Document excerpt
..............................
Not even the "Great Recession" of 2008 and the concurrent spike in energy prices, which hit rural Alaska especially hard, slowed population growth, the study found.

"People might be voting with their feet," Hamilton said. "But again, that doesn't seem to be happening."

The growth is attributed entirely to births. There was net out-migration of adults in most years from 1990 to 2014, and deaths took tolls on village populations. But those factors were far outweighed by arrivals of newborns.

There are some compelling reasons to go, like increasingly severe floods that put people's safety at risk, Hamilton said.

And there are some practical and cultural reasons to stay.

In Kivalina, for example, store food is prohibitively expensive and residents rely heavily on wild harvests.

"Seventy-nine percent of our foods come from the land and the sea," said Janet Mitchell, Kivalina's city administrator.

If residents do move, the destination for most will be nearby,  Mitchell said.

"This is my home, and even if we do move from the barrier reef, we'll still come back to get food as we did 100 years ago," she said.

A move to Anchorage or some other big city makes little sense for most villagers, who lack the "certain type of skill or expertise or degree" needed to afford urban life, she said.

Sally Russell Cox of the Alaska Division of Community and Regional Affairs sees positive signs in the demographic trends.
..............................
Supplied material
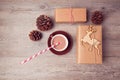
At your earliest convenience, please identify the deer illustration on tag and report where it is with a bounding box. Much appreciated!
[81,26,101,55]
..............................
Your objective
Reproduce the passage of the Alaska village population article from "And there are some" to "on wild harvests.". This material has nothing to do with the article on Alaska village populations.

Exercise answer
And there are some practical and cultural reasons to stay.

In Kivalina, for example, store food is prohibitively expensive and residents rely heavily on wild harvests.